### REQUIREMENT 1
Starting at the line that has "[seg] car tire" and continuing through the end of the records, reproduce only those lines with "instance" changed to "occurrence" and everything else kept as is.

### TEXT EXTRACT
I can definitely see the influence of The Americans, but I think what sets this work apart is that you’re very much a part of the culture you’re photographing, right? With Reason Purpose, there’s a closeness that just comes by virtue of being Turkish.
That makes things easier. I can see their feelings. I know what they’re going to do next. I know why they’re there, what they are feeling, but I don’t really feel connected to any of those groups.
It’s rare that black-and-white and color work well together in the same thing. Usually, something is all black-and-white or it’s all color, but the book has a fascinating design that works really well and juxtaposes the two. As you were shooting, how did you decide between black-and-white and color for any given event?
Honestly, I didn’t. I just grab whatever I have at the moment, but I always knew that I have black-and-white in my camera or I have color in my camera. I really have a different approach and way of thinking of them. They are different in terms of feelings, so I always knew the difference. It’s a long-term work. It was like 10 years. I was always using black-and-white and color at the same time. That’s why I couldn’t put together all this work for a long while in an exhibition or on my website or in a book form.
For me, street photography in Istanbul should be in black-and-white because it’s a darker city with too much dust. I always saw Istanbul in black-and-white. If I am going outside and shooting in daily routine, I prefer black-and-white, but some events were very colorful—the flags, all the other things there. So I thought there should be color as well, but it wasn’t a very clear decision beforehand that I should go that way or this way. It was really difficult to put them together. I just took a rangefinder camera, and just took the film that I wanted with me. If it is a political rally, I knew that there would be colorful flags, Turkish flags or party flags in orange and red. So I took color film with me. When I’m going to other places, like small municipalities out of city center, I know there won’t be something colorful. There will be old veterans in old clothes. I want to do this in black-and-white. It depends on the gathering.
What about the design? How was that conceived?
In terms of the design, this book came out in a workshop called Book Lab. Okay Karadayilar and Frederic Lezmi invited me there to make a book dummy with other artists and photographers. They have been doing this for three years. Okay proposed to do it this way using horizontal photographs and dividing them into two verticals, and I was a very conservative photographer in terms of my work and using them like this. But then I suddenly remembered David Alan Harvey’s book about Rio. You know, he has a very good design, using horizontal photographs and dividing them into two pages. I thought it was going to work great with this book. It also reminded me of Boris Mikhailov’s Tea Coffee Cappuccino. He’s also using two horizontals and combining them together in a very nice way, but in both of those books, they are using the diagonals and the shapes. My photographs are mostly working in terms of content.
It seems to me that Turkey is living several layers of history at once. In the book, it’s like two different eras of Turkey’s history communicating with each other, but it’s just from the last ten years.
That’s true. You are totally correct. I totally agree with you. There are these historical layers, but it’s something else. We are between East and West. We are between positivist ideas from West and religious ideas from East, but it’s always a clash in between those two. I think this is where it’s all coming from. It’s causing a struggle for individuals as well. It never ends. You always have this struggle in between yourself, thinking about the ideas you’re raised with, with the education you get. There’s always a clash between those two.

### REQUIREMENT 2
In the interview, what is the name of the workshop where the book came out?

### RECORDS SHOWN

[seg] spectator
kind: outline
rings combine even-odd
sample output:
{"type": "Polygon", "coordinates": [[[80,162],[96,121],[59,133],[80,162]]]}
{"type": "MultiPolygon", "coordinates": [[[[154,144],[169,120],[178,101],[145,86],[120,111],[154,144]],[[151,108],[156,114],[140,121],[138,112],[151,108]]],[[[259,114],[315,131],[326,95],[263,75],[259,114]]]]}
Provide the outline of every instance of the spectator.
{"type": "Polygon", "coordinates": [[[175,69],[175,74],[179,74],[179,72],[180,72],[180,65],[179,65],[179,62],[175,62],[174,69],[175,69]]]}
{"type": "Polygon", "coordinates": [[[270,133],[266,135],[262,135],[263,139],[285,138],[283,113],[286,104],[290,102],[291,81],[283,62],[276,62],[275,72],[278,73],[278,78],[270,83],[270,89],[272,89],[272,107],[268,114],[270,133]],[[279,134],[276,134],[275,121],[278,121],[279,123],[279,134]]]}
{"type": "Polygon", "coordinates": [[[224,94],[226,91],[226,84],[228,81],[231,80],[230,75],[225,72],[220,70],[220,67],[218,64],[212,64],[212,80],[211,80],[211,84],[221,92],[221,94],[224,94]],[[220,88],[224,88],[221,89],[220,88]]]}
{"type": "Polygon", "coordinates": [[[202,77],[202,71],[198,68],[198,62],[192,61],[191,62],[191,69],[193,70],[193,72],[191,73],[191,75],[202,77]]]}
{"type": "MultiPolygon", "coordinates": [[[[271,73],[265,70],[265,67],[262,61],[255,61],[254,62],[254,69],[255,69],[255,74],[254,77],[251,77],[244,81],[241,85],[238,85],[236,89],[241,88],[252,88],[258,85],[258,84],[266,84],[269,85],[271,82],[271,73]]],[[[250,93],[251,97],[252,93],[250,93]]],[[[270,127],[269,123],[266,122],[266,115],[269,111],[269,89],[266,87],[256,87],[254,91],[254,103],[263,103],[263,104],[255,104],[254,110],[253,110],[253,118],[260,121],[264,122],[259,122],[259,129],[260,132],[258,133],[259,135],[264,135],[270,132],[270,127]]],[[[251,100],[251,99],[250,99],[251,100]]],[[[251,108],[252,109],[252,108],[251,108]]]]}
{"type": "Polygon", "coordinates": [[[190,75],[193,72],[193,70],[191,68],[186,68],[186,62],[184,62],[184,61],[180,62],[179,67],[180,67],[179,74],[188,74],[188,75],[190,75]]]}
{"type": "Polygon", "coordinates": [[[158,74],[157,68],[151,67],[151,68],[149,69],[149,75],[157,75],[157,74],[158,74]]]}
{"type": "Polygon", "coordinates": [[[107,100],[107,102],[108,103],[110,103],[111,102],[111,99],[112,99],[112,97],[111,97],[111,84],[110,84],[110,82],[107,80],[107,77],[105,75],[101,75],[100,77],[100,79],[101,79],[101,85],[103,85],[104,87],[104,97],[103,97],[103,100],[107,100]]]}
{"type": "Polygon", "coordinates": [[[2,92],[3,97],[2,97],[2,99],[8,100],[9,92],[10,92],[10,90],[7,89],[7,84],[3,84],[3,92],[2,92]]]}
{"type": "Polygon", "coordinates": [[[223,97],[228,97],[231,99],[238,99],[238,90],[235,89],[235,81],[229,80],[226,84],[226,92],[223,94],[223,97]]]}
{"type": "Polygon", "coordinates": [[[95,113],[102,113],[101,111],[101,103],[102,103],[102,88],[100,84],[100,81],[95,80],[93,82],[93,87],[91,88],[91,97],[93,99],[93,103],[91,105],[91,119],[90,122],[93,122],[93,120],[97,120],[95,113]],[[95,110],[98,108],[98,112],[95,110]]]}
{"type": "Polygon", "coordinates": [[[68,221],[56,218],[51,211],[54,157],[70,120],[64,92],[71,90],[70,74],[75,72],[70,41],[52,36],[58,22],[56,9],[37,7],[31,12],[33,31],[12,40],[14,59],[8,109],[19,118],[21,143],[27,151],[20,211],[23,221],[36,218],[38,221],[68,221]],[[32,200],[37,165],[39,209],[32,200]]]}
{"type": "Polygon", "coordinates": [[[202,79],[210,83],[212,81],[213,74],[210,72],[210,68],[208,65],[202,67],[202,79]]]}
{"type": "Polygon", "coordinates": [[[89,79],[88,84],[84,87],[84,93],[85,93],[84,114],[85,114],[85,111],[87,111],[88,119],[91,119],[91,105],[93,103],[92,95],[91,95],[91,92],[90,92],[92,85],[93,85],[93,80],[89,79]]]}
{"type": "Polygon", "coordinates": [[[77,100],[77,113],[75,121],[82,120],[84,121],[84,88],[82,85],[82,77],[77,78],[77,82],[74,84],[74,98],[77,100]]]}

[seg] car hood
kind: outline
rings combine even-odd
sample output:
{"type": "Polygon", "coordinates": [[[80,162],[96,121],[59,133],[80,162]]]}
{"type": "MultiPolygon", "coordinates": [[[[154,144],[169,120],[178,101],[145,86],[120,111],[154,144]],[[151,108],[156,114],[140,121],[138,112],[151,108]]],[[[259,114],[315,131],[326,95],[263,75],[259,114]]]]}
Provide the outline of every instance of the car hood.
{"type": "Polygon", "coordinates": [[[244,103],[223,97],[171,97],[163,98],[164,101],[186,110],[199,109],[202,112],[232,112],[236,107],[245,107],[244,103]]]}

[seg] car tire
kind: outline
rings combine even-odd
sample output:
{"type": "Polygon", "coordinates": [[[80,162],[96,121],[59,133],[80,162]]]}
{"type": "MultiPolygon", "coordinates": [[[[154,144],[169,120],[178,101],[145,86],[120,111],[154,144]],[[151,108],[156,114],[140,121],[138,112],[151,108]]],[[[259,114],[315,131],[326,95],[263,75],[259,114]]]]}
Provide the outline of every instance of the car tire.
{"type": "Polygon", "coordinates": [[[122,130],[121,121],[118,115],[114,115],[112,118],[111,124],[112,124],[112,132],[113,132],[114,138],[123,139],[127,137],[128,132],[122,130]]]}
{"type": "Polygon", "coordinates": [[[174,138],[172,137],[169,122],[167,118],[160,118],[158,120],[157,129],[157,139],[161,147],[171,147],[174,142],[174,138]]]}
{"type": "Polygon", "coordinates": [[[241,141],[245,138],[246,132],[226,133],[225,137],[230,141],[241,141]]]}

### EXERCISE RESPONSE 1
[seg] car tire
kind: outline
rings combine even-odd
sample output:
{"type": "Polygon", "coordinates": [[[80,162],[96,121],[59,133],[80,162]]]}
{"type": "MultiPolygon", "coordinates": [[[[154,144],[169,120],[178,101],[145,86],[120,111],[154,144]],[[151,108],[156,114],[140,121],[138,112],[151,108]]],[[[259,114],[315,131],[326,95],[263,75],[259,114]]]]}
Provide the outline of every occurrence of the car tire.
{"type": "Polygon", "coordinates": [[[122,130],[121,121],[118,115],[114,115],[112,118],[111,124],[112,124],[112,132],[113,132],[114,138],[123,139],[127,137],[128,132],[122,130]]]}
{"type": "Polygon", "coordinates": [[[174,138],[172,137],[169,122],[167,118],[160,118],[158,120],[157,129],[157,139],[161,147],[171,147],[174,142],[174,138]]]}
{"type": "Polygon", "coordinates": [[[241,141],[245,138],[246,132],[226,133],[225,137],[230,141],[241,141]]]}

### EXERCISE RESPONSE 2
Book Lab